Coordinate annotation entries
━━━

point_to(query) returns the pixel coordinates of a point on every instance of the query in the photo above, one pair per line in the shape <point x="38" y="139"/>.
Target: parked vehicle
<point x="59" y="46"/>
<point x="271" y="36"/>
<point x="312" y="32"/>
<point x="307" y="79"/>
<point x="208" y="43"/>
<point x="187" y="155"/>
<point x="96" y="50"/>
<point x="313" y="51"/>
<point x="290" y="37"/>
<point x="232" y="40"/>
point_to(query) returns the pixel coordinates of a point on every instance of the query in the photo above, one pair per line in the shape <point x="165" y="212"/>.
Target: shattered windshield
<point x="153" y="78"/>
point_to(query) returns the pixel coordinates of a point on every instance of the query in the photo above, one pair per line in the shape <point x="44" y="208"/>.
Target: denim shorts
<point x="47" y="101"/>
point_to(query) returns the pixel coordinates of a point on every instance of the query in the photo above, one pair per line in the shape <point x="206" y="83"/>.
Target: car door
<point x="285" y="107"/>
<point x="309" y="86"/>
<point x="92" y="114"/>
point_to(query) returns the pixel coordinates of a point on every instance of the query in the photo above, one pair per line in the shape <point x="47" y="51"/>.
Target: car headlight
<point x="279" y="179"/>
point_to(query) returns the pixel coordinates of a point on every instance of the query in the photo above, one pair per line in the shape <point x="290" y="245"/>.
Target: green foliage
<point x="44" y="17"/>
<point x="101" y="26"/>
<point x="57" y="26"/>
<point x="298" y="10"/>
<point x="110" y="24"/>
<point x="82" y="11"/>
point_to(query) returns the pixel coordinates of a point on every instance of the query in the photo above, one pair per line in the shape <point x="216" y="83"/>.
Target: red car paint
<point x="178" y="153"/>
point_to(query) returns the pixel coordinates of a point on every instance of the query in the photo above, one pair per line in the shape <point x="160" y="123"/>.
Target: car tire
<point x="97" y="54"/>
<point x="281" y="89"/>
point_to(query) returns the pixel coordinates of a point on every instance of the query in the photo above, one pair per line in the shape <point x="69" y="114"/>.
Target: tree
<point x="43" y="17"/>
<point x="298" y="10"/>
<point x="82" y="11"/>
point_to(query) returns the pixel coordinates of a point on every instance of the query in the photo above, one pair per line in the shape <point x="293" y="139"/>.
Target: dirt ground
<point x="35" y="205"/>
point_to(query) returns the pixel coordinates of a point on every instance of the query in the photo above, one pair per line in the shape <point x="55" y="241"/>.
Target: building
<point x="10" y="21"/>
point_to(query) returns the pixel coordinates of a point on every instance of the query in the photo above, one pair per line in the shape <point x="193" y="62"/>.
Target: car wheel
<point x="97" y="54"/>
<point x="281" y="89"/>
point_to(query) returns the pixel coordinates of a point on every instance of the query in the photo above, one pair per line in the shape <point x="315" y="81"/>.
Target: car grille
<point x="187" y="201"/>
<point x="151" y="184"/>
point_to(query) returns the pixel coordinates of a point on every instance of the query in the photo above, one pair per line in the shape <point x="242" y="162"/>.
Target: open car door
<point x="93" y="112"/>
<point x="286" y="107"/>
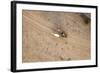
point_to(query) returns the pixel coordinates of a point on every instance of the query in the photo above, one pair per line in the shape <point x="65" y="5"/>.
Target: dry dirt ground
<point x="54" y="36"/>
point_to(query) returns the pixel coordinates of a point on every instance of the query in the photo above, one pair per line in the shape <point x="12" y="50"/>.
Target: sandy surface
<point x="54" y="36"/>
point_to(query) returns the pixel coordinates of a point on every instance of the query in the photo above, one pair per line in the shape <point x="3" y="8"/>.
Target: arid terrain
<point x="55" y="36"/>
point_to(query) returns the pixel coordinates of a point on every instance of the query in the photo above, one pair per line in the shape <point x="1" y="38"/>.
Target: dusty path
<point x="71" y="42"/>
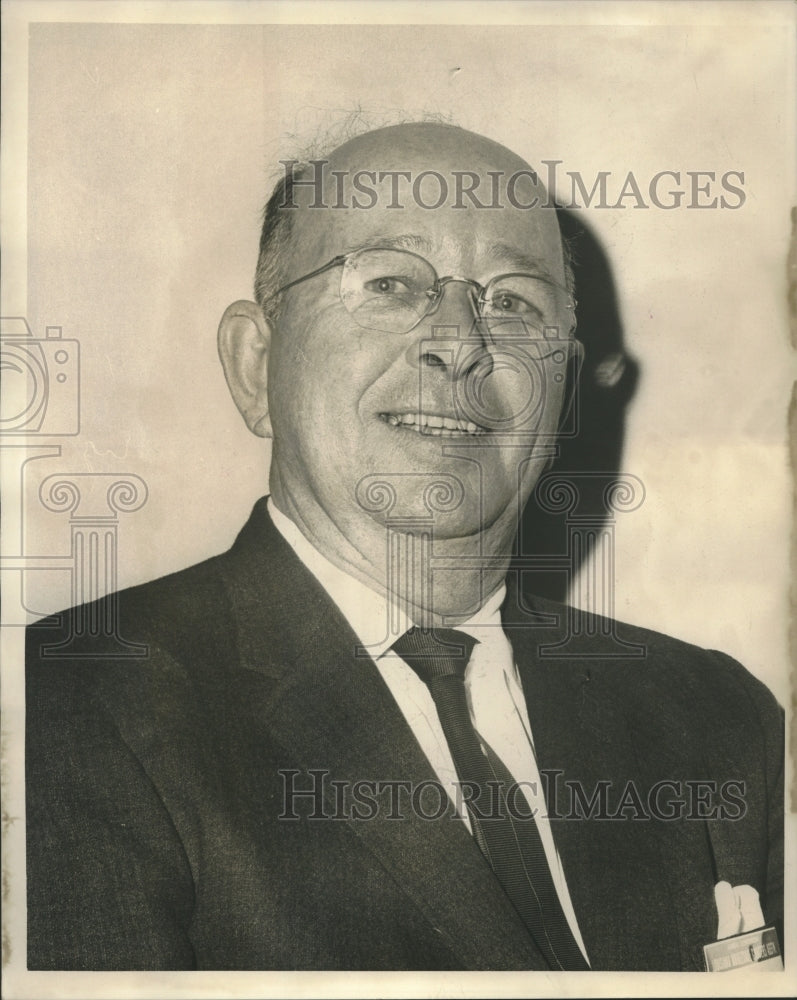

━━━

◆ Requirement: Locate each line in the entries above that contains the word "dirt" and copy all of those lines.

◆ Exercise solution:
Target: dirt ground
Target: dry dirt ground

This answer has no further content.